Problem to solve>
Update every one of the records below by swapping "thickest part" for "widest part" and keeping everything else unchanged. Don't include the pictures in your answer.

○ ○ ○ ○ ○

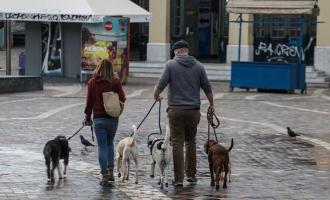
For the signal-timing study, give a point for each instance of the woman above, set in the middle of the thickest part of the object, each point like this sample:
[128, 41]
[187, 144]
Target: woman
[105, 127]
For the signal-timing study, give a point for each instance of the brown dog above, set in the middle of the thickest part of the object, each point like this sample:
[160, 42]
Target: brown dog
[218, 157]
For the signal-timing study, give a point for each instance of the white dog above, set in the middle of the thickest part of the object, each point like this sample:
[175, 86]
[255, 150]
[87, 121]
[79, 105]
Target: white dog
[161, 154]
[127, 149]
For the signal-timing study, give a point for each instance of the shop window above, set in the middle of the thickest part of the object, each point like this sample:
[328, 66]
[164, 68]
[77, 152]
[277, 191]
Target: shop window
[178, 15]
[278, 29]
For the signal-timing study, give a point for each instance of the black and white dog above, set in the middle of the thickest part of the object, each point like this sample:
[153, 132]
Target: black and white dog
[161, 155]
[54, 150]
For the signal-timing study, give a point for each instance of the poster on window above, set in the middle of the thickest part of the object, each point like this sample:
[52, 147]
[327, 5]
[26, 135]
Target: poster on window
[106, 40]
[51, 48]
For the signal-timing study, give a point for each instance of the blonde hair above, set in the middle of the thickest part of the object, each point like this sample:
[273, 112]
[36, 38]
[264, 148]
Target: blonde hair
[105, 69]
[181, 51]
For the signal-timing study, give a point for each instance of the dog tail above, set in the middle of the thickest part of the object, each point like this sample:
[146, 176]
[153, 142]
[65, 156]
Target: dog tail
[134, 133]
[231, 146]
[167, 137]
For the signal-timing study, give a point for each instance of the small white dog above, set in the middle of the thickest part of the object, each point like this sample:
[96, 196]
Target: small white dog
[127, 149]
[161, 155]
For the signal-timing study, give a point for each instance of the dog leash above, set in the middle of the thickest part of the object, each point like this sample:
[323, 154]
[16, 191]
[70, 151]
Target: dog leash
[76, 132]
[159, 109]
[210, 116]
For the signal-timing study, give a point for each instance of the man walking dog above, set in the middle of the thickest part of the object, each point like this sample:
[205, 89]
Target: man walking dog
[185, 76]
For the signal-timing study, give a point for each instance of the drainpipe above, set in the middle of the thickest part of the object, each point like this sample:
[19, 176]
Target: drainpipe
[8, 48]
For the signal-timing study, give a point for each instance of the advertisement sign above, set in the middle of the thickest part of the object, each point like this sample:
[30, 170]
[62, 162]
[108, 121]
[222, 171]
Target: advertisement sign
[51, 48]
[105, 40]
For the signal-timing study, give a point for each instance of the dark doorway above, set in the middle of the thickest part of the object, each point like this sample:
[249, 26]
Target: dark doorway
[204, 24]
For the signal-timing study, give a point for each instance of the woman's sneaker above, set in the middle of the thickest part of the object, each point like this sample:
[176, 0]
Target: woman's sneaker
[177, 184]
[192, 179]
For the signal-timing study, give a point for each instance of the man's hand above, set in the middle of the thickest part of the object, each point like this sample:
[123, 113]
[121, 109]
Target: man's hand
[210, 109]
[157, 94]
[87, 122]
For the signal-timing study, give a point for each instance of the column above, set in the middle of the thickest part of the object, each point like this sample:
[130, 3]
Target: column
[158, 48]
[33, 49]
[246, 39]
[71, 49]
[322, 48]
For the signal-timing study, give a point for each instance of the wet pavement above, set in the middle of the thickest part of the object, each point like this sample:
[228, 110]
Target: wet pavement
[266, 163]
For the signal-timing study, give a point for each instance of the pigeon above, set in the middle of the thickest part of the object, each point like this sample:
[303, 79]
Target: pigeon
[85, 142]
[291, 133]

○ ○ ○ ○ ○

Complete output>
For the signal-timing study, give a point for each instance of the woman above, set in the middle of the widest part of the object, each point like this sample:
[128, 41]
[187, 144]
Target: woman
[105, 127]
For the signal-timing study, give a point for each instance of the brown dog above, set in the middle of the widest part of the object, each point like this sample:
[160, 42]
Target: brown dog
[218, 157]
For the signal-timing study, give a point for each instance of the white dog above, set in the middle of the widest part of the object, each point like this sample:
[175, 86]
[255, 150]
[87, 121]
[79, 105]
Target: white dog
[161, 154]
[127, 149]
For the signal-timing study, give a point for each instance of the shop window above, set in the middle of the widest part of the object, each point like this sample:
[328, 66]
[164, 68]
[77, 152]
[277, 191]
Target: shop window
[178, 15]
[278, 29]
For the signal-timing study, give a point for each instance of the black and white dog above, set in the middle of the widest part of the object, each point like this sample:
[153, 132]
Target: black and white dog
[161, 155]
[54, 150]
For the signal-timing study, give a point for each instance of the poster on window above, set in the middle of the widest part of the object, each point like this sample:
[52, 147]
[327, 5]
[26, 135]
Target: poster on window
[106, 40]
[51, 48]
For the signal-timing study, give a point for each instance of the blonde hair above, set in the middle of the widest part of the object, each point like this sample:
[273, 112]
[36, 38]
[264, 148]
Target: blonde hair
[105, 69]
[181, 51]
For the signal-timing study, give a point for each instance of the dog tail above, set in the middle of the widest part of the object, each point like this sample:
[146, 176]
[153, 142]
[65, 156]
Target: dog tail
[134, 133]
[231, 146]
[167, 137]
For the signal-timing study, give a point for each instance of the small white dog above, set in the middle of the widest part of the object, each point like this sample:
[96, 196]
Target: small white dog
[127, 149]
[161, 155]
For the signal-timing study, give a point for each instance of the dog leash above, set in the middle of the widest part of the object, each point like this sample:
[323, 154]
[16, 191]
[70, 151]
Target: dog leash
[76, 132]
[159, 109]
[210, 116]
For the signal-timing study, give a point for each instance of the man walking dog above, set in the middle of the widest part of the object, each point like this sample:
[205, 89]
Target: man walking dog
[185, 76]
For the signal-timing study, give a point for each instance of the drainpipe above, set in the middle of the widest part of the object, each point like this sample:
[19, 176]
Target: drainpipe
[8, 48]
For the signal-timing study, give a point for each instance of the advertisement sign above, set in the middle of the widest part of the object, each point like this sample:
[30, 170]
[62, 162]
[108, 121]
[222, 171]
Target: advertisement sign
[51, 48]
[105, 40]
For the signal-timing study, give a point for each instance of the dark doorway above, set in the middle of the widest part of the object, each point like this sample:
[249, 26]
Target: dark doorway
[204, 24]
For the signal-timing study, give a point for each instance of the woman's sneaker above, set in the middle of the widest part of the object, each point like this sample:
[176, 0]
Target: woman's sneaker
[177, 184]
[192, 179]
For the signal-timing study, give a point for each instance of the man's hand above, set in the middle of the widest part of the object, each point like this sample:
[123, 113]
[121, 109]
Target: man's hand
[210, 109]
[157, 94]
[87, 122]
For the signal-timing study, give a point for each instance of the column above, set in the middle of the widest part of the object, each point like this sample:
[130, 3]
Target: column
[158, 48]
[33, 49]
[246, 39]
[71, 49]
[322, 48]
For the signal-timing study, give a point for each instance of the wet pavement above, set in the middle of the widest part of the object, each point like this sample:
[228, 110]
Target: wet pavement
[266, 163]
For the signal-timing study, give a point for each instance of the pigeon above, set in the middle of the widest part of the object, each point like this sample:
[303, 79]
Target: pigeon
[85, 142]
[291, 133]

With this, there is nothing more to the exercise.